§ Stated problem a
Count how many lines of the rows below contain the string "blurred", and give only that number.

=== Extract ===

Icahn Enterprises filed a registration statement on Form S-3 with the SEC that registered the rights and the new depositary units. The registration statement was declared effective on December 27, 2011.
Pursuant to the rights offering, Icahn Enterprises distributed transferable subscription rights pro rata to the holders of record of its depositary units as of the close of business on December 27, 2011, the record date. Icahn Enterprises' depositary unitholders received 0.15881 rights for each depositary unit held as of the record date. Each whole right entitled the holder to acquire one newly issued depositary unit of Icahn Enterprises at a subscription price of $36.7933. In addition, holders of rights were entitled to subscribe for additional depositary units that remained unsubscribed as a result of any unexercised subscription rights. Icahn Enterprises distributed the rights to the record date unitholders on January 3, 2012. The rights traded on the NASDAQ Global Select Market ("NASDAQ") under the ticker symbol "IEPRR" from January 3, 2012 until the close of NASDAQ on January 20, 2012, the expiration date of the rights offering. No fractional depositary units were issued in the rights offering. The number of depositary units issued upon exercise by all unitholders of its rights were rounded to the nearest whole depositary unit to eliminate fractional depositary units. In connection with this rights offering, we distributed and aggregate 13,590,238 additional depositary units to unitholders that subscribed to the basic subscription rights and the over-subscription rights and we received proceeds of $500 million. Of these additional depositary units distributed pursuant to the rights offering, Mr. Icahn and his affiliates received 12,995,584 additional depositary units, bringing their total depositary units held to 92,233,846 units, or approximately 93.0% of our total outstanding depositary units.
Debt Offerings
On January 17, 2012 and February 6, 2012, the Issuers issued an additional aggregate $700 million principal amount of the 2018 Notes, pursuant to their respective purchase agreements, by and among the Issuers, Icahn Enterprises Holdings, as guarantor and Jefferies & Company, Inc., as initial purchaser. These notes constitute the same series of securities as the Initial Notes for purposes of the indenture governing the notes and vote together on all matters with such series. These notes have substantially identical terms as the Initial Notes. The gross proceeds from the sale of these notes were $716 million and will be used for general corporate purposes. Refer to Note 10, "Debt," for additional information regarding our 8% Senior Unsecured Notes Due 2018.
Treasury Units
Subsequent to December 31, 2011, we canceled all of our treasury depositary units, or 1,137,200 treasury depositary units.

===

§ Stated problem b
Reproduce word for word the part of the Icahn Enterprises filing above, starting with "Debt Offerings" and going on through "Notes Due 2018.".

=== Records for this exercise ===

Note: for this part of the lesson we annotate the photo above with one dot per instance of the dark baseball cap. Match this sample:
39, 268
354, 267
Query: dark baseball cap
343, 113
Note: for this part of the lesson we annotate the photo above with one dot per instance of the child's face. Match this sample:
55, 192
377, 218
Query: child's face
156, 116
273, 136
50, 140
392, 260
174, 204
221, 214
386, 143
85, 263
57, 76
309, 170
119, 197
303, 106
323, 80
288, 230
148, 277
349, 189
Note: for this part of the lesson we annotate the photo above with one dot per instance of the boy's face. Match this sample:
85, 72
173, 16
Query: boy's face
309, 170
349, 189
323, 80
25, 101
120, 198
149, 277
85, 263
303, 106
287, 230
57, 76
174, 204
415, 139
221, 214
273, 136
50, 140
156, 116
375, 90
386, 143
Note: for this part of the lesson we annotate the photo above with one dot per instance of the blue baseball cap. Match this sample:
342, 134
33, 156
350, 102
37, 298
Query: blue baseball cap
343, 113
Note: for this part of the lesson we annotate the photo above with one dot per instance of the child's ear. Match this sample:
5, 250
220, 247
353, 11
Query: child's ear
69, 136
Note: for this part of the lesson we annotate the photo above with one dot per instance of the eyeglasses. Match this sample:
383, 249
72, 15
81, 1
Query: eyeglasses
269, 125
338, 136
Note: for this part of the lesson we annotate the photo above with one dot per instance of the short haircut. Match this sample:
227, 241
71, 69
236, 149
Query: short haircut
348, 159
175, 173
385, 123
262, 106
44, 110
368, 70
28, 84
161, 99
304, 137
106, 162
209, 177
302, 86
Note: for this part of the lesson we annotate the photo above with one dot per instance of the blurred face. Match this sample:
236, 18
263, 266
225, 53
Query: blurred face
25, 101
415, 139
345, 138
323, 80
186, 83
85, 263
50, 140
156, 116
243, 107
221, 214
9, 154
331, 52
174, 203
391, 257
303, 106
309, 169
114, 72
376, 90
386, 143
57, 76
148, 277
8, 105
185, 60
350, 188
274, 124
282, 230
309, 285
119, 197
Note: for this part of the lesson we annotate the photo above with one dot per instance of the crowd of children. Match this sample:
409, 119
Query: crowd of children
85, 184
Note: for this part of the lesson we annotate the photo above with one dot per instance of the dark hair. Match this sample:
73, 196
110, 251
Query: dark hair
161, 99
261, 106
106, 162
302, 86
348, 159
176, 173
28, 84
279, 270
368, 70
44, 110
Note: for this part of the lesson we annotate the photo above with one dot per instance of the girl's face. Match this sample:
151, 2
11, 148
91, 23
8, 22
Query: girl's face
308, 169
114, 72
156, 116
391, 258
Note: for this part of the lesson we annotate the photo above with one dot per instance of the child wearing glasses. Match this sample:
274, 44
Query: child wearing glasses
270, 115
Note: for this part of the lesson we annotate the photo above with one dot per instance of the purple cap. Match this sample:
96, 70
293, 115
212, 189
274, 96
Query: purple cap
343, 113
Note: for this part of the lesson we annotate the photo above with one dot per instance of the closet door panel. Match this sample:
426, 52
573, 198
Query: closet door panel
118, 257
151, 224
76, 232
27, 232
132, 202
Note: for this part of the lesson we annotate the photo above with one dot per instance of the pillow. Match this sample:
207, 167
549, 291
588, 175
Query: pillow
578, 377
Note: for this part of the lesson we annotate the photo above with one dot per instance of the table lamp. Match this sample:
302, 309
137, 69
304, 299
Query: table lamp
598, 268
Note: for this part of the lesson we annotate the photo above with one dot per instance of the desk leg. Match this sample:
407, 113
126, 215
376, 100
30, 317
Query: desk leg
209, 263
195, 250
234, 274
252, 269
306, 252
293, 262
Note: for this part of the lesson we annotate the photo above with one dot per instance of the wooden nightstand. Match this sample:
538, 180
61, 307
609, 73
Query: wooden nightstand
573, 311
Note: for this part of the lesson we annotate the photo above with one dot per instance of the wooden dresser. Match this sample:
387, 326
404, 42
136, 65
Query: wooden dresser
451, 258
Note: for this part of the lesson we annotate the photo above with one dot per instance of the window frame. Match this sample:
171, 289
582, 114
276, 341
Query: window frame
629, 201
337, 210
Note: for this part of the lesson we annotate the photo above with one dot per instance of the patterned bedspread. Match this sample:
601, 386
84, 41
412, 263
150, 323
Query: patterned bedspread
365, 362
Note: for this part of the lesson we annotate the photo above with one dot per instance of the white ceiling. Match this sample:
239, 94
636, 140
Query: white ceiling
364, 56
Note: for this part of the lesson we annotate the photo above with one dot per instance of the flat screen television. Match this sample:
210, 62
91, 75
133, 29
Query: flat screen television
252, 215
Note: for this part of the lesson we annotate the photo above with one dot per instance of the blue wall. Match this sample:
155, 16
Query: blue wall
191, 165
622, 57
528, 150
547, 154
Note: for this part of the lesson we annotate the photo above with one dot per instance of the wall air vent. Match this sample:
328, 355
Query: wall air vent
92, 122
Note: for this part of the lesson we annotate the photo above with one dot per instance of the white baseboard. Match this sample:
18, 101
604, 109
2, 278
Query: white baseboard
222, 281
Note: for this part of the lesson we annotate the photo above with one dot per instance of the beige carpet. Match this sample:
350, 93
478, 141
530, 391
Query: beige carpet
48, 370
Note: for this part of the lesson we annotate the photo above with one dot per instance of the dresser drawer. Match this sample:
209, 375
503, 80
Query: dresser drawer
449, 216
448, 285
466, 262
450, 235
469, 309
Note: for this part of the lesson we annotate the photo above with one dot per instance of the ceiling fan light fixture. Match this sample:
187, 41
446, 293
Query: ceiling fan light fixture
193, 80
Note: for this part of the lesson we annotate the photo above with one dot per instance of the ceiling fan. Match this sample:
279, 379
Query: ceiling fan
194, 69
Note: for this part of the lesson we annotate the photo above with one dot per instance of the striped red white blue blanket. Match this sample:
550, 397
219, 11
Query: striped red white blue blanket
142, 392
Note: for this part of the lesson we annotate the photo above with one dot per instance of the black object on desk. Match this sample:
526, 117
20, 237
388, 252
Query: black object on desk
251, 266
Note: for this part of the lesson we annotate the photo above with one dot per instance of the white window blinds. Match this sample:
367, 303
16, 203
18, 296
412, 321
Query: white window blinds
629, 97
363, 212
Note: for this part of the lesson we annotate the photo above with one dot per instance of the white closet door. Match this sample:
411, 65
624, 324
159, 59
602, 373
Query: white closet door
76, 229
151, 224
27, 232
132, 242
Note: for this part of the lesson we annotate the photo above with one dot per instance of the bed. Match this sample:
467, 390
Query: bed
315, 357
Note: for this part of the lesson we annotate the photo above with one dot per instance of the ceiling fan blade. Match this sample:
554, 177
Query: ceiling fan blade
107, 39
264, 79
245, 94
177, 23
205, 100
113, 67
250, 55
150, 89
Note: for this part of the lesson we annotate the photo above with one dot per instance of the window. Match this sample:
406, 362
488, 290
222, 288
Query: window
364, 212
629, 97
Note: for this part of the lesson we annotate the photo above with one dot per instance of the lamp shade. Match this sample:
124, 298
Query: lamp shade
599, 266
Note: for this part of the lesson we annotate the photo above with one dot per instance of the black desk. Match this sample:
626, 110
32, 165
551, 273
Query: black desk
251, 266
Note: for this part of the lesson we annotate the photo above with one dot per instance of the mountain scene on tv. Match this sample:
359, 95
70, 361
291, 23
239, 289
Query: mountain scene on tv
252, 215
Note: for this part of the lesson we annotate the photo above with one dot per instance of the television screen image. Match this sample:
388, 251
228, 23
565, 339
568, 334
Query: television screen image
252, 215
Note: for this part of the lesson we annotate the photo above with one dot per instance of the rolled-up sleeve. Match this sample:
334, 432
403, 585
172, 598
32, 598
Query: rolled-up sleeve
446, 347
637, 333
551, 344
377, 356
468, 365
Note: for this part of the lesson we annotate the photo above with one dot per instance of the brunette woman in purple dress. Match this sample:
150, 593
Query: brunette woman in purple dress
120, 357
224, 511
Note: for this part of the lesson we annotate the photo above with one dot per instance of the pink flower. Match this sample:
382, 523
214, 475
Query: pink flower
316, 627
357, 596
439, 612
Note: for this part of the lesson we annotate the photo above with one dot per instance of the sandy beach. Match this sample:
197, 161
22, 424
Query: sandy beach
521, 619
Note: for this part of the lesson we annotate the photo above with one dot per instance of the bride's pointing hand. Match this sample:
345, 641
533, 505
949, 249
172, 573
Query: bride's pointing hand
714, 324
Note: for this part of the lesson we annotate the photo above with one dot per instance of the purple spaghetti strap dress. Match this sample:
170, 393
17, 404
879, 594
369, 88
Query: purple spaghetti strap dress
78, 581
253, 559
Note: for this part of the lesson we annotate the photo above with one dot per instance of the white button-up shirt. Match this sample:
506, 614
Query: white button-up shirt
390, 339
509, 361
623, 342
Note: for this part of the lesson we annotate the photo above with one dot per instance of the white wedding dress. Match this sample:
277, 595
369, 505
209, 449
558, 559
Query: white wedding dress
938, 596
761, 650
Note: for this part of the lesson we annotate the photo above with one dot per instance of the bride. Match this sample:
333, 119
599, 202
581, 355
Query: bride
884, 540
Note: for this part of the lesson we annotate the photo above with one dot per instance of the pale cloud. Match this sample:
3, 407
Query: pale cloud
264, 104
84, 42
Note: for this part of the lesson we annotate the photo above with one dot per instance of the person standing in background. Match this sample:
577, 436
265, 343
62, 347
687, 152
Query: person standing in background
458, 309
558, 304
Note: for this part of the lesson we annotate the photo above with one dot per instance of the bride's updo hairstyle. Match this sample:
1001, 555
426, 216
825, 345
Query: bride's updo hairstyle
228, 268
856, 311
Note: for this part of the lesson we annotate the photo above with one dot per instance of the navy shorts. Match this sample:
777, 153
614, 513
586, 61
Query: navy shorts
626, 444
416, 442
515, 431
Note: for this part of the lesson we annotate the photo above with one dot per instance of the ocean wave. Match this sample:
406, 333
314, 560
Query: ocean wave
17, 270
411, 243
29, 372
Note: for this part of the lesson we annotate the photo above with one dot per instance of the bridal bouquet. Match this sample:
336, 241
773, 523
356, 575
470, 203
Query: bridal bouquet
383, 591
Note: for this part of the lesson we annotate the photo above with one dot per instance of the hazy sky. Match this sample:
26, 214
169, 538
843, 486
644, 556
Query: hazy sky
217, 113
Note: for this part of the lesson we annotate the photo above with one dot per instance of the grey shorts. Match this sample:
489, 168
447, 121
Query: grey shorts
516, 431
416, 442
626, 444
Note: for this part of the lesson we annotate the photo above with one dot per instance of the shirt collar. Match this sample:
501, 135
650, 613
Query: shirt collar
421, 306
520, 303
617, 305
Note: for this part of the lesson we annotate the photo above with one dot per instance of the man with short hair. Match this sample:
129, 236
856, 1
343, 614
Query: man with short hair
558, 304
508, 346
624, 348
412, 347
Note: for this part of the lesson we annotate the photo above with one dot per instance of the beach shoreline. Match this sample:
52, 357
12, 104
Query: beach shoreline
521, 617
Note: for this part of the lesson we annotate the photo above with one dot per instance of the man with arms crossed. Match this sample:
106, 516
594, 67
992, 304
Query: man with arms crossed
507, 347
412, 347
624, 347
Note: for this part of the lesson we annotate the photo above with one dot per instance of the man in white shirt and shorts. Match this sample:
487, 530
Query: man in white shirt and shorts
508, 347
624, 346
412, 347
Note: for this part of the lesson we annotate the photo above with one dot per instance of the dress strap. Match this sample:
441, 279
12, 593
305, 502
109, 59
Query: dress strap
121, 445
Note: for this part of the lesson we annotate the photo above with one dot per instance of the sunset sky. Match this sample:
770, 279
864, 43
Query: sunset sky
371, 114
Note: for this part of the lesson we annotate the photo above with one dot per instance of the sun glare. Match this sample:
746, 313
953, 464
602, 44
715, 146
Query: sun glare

===

§ Final answer a
2

§ Final answer b
Debt Offerings
On January 17, 2012 and February 6, 2012, the Issuers issued an additional aggregate $700 million principal amount of the 2018 Notes, pursuant to their respective purchase agreements, by and among the Issuers, Icahn Enterprises Holdings, as guarantor and Jefferies & Company, Inc., as initial purchaser. These notes constitute the same series of securities as the Initial Notes for purposes of the indenture governing the notes and vote together on all matters with such series. These notes have substantially identical terms as the Initial Notes. The gross proceeds from the sale of these notes were $716 million and will be used for general corporate purposes. Refer to Note 10, "Debt," for additional information regarding our 8% Senior Unsecured Notes Due 2018.